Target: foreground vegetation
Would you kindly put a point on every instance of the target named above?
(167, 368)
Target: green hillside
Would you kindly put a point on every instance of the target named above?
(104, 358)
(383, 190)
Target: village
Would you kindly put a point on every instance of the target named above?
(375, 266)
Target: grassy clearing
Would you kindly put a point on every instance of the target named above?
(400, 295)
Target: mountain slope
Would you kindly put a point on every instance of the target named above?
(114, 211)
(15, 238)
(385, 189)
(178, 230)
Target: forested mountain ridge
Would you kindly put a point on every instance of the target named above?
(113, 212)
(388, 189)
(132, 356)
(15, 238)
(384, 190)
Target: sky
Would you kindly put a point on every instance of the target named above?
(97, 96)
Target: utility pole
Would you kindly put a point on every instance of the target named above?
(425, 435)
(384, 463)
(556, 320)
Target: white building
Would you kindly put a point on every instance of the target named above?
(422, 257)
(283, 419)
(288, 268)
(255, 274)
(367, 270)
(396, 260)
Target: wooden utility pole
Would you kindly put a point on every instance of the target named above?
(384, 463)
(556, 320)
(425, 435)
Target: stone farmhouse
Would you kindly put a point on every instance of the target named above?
################
**What needs to be done:** Format every line of the rows above as a numbered list, leaving out any blank lines.

**Solution to this task:**
1. Target: foreground vegetation
2. Would you kindly put a point on every instance of the target named above?
3. (167, 368)
4. Target: green hillside
5. Would you kindly put a point on every instance of the target named above?
6. (104, 358)
7. (383, 190)
8. Target: village
9. Would you kindly put a point on every instance of the target named above?
10. (375, 266)
11. Target: grassy clearing
12. Would you kindly put a point on every instance of the target named above?
13. (400, 295)
14. Target: mountain slope
15. Would you kindly put a point on every instance of the target named above?
16. (114, 211)
17. (15, 238)
18. (385, 189)
19. (178, 230)
20. Target: forested mountain ridge
21. Would you kindly put a point on every instance of the target named above?
22. (113, 212)
23. (388, 189)
24. (132, 356)
25. (15, 238)
26. (384, 190)
27. Target: sky
28. Would you kindly put a point on every instance of the target named above?
29. (97, 96)
30. Target: utility pole
31. Would you kindly put a point on every instance of the target named above?
32. (425, 435)
33. (384, 463)
34. (556, 320)
35. Target: white building
36. Would you kindly put a point on every instance of the target named above?
37. (422, 257)
38. (283, 419)
39. (288, 268)
40. (255, 274)
41. (367, 270)
42. (396, 260)
43. Target: wooden utility pole
44. Would you kindly put a point on every instance of the target named above?
45. (384, 463)
46. (556, 320)
47. (425, 435)
48. Target: stone farmhouse
49. Would you kindly put a point on every instance of the target named above?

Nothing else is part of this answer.